**Task prompt**
Pull out every line of the data below that contains the string "teal".

**Data section**
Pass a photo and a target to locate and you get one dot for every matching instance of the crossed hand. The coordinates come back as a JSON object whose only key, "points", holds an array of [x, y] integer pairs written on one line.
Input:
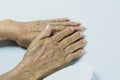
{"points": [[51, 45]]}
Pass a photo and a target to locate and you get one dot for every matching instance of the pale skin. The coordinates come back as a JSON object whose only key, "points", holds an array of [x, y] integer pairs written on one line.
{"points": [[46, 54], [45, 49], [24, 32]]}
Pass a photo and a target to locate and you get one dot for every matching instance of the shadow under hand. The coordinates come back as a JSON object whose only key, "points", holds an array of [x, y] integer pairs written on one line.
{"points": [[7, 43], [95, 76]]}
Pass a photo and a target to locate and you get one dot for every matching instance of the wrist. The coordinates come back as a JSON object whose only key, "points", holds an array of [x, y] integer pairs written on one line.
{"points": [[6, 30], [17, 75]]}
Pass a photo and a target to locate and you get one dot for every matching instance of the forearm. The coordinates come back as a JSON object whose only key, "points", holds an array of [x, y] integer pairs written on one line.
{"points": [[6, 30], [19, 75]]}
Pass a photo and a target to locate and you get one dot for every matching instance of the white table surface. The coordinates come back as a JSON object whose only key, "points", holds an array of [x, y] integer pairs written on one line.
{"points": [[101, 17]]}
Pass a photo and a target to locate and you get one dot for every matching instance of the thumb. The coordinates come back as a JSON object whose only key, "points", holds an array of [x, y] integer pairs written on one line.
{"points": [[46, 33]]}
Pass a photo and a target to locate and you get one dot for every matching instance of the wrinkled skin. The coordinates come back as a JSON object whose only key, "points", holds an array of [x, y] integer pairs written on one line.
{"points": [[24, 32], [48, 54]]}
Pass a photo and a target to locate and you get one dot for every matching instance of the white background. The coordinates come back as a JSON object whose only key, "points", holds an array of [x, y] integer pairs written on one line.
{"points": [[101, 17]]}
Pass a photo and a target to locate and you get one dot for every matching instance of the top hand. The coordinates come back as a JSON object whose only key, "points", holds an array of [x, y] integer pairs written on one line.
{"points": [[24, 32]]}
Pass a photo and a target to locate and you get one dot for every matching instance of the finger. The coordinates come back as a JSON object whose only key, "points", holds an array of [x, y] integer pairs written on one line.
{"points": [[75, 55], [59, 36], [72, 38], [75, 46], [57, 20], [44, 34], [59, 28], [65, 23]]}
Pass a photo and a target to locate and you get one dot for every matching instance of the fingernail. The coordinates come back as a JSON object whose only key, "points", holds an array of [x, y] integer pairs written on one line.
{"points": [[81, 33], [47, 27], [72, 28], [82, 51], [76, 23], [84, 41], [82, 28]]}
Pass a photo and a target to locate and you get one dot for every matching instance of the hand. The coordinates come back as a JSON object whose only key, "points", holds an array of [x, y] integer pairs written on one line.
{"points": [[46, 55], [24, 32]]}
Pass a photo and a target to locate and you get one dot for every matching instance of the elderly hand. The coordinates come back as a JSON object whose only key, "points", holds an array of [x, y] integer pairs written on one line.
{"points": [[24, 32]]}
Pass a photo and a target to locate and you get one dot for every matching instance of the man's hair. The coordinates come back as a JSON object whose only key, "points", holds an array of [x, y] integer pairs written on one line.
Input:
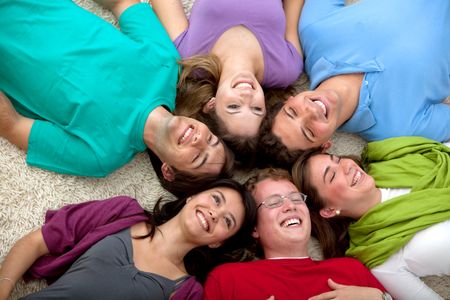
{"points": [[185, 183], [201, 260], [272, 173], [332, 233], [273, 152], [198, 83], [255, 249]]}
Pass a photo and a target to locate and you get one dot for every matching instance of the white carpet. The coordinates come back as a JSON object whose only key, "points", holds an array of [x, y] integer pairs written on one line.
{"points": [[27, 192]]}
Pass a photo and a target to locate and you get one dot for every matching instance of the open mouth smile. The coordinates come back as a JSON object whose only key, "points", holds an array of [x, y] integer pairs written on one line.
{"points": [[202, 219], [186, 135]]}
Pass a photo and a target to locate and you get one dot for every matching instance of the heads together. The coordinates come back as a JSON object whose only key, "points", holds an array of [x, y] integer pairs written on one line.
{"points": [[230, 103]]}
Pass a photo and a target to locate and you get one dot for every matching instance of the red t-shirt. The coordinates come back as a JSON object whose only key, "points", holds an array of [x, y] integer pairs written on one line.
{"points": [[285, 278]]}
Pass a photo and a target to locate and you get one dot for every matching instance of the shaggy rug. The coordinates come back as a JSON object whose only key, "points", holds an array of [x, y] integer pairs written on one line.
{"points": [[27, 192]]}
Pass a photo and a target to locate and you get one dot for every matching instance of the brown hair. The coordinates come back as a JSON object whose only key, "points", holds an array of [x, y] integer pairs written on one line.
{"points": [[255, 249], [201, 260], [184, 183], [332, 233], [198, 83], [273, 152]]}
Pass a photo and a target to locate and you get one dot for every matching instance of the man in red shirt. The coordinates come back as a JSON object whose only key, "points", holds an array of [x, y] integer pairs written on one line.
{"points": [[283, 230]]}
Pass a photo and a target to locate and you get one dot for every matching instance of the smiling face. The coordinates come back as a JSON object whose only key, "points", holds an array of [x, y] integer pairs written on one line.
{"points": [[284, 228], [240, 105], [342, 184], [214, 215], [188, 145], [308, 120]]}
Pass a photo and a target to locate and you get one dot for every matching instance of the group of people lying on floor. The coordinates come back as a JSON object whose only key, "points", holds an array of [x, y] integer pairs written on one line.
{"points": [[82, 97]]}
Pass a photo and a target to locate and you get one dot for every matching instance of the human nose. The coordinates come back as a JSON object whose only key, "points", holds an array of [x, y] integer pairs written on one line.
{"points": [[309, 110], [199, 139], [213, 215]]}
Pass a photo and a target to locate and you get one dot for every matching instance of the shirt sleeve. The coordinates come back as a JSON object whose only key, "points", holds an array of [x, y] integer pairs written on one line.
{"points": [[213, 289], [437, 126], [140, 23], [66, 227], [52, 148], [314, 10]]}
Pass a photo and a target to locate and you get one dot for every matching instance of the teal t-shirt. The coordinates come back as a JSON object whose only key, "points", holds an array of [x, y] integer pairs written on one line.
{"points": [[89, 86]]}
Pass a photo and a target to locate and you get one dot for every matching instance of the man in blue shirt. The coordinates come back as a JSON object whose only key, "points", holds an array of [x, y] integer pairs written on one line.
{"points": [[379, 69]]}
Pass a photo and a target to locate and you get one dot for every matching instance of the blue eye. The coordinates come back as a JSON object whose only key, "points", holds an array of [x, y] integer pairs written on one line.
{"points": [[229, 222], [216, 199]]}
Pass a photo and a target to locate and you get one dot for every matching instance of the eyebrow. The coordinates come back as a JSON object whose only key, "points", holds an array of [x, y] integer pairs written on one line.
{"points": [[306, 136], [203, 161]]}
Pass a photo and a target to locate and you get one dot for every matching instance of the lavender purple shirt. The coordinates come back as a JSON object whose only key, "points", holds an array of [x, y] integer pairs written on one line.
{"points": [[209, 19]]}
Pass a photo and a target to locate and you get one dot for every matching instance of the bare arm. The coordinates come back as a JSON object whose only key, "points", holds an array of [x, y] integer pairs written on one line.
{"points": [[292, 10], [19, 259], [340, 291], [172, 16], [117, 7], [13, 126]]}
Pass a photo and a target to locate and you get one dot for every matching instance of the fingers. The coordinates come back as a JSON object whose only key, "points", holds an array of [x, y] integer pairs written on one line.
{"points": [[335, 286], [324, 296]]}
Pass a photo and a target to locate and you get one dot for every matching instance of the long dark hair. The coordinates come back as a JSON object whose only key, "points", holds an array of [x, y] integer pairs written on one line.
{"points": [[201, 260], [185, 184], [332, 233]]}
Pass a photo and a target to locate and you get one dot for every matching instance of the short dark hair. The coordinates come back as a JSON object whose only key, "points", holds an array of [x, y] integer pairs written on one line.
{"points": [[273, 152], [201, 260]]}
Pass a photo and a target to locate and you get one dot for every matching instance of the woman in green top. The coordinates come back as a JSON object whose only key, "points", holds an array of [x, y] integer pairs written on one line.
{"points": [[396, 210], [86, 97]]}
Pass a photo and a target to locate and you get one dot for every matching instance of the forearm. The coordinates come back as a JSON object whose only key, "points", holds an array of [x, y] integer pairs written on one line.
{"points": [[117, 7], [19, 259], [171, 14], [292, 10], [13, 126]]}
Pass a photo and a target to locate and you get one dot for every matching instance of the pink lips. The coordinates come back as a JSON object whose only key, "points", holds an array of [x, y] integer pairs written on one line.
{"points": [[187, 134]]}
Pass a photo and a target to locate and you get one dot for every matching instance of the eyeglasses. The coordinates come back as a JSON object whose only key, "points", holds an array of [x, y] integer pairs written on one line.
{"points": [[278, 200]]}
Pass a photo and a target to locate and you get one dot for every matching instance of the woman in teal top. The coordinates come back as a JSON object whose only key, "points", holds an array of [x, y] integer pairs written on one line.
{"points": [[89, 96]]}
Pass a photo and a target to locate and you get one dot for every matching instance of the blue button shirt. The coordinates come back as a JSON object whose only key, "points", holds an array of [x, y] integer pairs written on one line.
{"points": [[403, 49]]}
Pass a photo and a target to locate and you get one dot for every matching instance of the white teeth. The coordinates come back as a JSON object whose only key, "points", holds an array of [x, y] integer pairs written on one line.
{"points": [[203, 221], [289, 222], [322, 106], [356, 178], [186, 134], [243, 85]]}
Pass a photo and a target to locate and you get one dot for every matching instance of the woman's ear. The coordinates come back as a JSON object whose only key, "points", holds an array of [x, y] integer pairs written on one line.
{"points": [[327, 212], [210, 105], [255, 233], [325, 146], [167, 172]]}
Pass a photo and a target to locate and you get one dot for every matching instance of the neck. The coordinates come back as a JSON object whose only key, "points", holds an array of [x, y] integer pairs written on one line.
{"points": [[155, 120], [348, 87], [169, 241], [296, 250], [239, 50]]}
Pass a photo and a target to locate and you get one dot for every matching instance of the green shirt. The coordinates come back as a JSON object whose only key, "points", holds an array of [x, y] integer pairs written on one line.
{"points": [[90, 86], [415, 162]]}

...

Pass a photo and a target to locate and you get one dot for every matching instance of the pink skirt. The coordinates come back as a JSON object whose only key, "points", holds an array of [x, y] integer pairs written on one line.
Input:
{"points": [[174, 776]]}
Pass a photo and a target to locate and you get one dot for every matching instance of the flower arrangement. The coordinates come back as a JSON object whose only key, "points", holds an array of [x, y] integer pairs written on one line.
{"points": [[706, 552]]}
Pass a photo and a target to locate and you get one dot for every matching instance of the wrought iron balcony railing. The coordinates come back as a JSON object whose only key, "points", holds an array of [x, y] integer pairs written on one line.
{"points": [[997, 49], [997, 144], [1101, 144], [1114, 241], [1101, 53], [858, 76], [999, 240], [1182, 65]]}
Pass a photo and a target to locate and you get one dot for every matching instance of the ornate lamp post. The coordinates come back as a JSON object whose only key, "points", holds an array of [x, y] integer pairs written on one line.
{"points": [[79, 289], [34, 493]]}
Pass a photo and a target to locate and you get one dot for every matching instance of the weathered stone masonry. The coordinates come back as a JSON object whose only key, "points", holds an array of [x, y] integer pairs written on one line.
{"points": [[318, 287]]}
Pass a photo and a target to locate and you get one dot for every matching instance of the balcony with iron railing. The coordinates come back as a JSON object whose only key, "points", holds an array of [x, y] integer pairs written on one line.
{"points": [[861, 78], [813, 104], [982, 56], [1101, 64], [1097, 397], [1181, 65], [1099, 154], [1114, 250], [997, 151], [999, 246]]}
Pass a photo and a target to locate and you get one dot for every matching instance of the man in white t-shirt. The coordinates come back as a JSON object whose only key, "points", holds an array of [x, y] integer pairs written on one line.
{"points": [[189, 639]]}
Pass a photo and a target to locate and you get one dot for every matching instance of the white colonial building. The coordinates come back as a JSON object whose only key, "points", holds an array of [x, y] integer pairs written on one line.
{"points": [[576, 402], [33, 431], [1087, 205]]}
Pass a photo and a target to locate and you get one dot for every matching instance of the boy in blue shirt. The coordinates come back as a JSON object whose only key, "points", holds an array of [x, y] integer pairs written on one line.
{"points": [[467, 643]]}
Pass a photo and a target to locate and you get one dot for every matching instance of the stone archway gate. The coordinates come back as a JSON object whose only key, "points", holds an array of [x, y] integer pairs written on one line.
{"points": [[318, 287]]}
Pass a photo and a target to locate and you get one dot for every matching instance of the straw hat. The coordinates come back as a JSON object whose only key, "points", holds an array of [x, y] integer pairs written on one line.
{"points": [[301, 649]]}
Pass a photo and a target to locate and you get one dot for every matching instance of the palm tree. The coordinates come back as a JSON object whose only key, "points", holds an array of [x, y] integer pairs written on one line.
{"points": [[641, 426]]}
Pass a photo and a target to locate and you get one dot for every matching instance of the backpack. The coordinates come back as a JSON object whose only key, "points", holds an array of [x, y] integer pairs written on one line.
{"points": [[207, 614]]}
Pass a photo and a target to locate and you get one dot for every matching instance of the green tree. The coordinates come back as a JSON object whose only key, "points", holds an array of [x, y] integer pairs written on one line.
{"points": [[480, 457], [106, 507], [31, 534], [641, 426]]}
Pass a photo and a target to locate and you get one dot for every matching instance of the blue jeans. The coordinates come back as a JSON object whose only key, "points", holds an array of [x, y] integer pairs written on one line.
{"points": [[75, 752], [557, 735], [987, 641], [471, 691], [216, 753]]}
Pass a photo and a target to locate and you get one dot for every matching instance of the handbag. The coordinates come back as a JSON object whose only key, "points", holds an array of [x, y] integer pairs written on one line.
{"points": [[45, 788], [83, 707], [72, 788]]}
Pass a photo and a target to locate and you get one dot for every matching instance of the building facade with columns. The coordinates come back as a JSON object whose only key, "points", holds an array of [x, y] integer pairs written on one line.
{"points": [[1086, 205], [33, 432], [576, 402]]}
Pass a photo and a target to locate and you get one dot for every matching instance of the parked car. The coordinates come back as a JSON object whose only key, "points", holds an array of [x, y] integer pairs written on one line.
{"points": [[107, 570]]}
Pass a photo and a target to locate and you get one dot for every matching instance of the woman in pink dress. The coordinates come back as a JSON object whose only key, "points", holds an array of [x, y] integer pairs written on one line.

...

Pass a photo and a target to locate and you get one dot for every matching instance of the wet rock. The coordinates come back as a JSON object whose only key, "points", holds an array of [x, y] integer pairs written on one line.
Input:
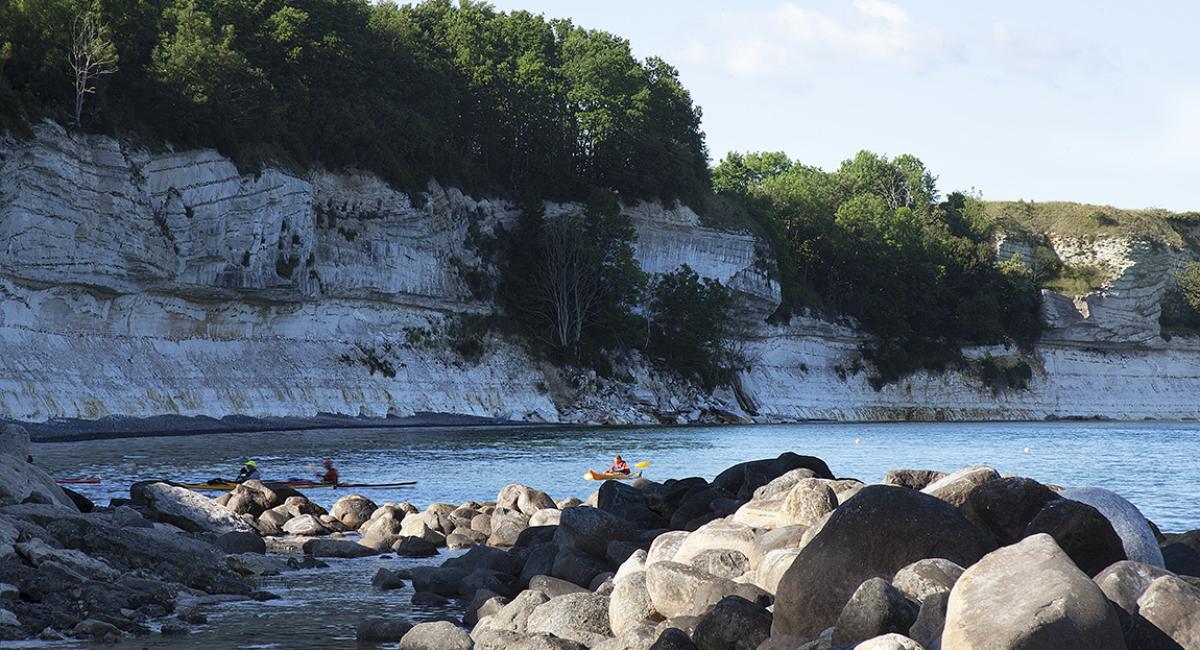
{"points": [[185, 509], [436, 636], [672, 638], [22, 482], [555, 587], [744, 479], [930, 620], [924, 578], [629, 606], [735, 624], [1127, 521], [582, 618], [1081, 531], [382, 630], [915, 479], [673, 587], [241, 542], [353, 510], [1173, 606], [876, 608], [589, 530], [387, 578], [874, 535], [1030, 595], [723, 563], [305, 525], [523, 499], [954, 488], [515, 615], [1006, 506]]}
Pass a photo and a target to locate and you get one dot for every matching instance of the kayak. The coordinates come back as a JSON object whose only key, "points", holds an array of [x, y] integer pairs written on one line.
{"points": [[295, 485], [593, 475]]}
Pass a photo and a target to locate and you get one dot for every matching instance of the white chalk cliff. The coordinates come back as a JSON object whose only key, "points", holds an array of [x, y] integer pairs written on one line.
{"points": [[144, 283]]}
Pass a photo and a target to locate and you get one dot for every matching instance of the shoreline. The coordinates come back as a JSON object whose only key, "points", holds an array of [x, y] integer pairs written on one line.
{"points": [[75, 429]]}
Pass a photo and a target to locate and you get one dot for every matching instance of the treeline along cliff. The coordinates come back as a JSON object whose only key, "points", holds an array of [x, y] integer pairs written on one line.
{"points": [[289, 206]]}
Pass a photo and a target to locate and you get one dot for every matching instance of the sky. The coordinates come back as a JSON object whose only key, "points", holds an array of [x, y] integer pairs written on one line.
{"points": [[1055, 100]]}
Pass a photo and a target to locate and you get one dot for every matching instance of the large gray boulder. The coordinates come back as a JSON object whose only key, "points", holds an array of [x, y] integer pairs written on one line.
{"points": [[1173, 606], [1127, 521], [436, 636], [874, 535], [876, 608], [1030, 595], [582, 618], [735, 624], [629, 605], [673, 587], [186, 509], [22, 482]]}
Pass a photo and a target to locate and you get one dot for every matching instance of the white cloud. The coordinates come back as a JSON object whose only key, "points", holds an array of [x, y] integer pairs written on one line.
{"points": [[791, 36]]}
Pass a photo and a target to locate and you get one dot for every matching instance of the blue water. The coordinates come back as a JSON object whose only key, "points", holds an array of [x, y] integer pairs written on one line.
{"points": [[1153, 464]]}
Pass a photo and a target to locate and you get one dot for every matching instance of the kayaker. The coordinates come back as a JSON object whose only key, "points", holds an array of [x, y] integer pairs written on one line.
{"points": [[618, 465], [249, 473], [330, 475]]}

**The solution**
Pass a photo and a target to locate and you get one dot for every matching instance of the teal t-shirt. The coordinates come back as a JSON object whose only key, "points", holds an array of [x, y] integer pairs written on one line.
Pass a photo and a target to locate and you get one dot for every matching instance of the woman in teal top. The coordinates come back as a JSON object whose only key, "points", holds an array of [x, y] integer pairs written on one line.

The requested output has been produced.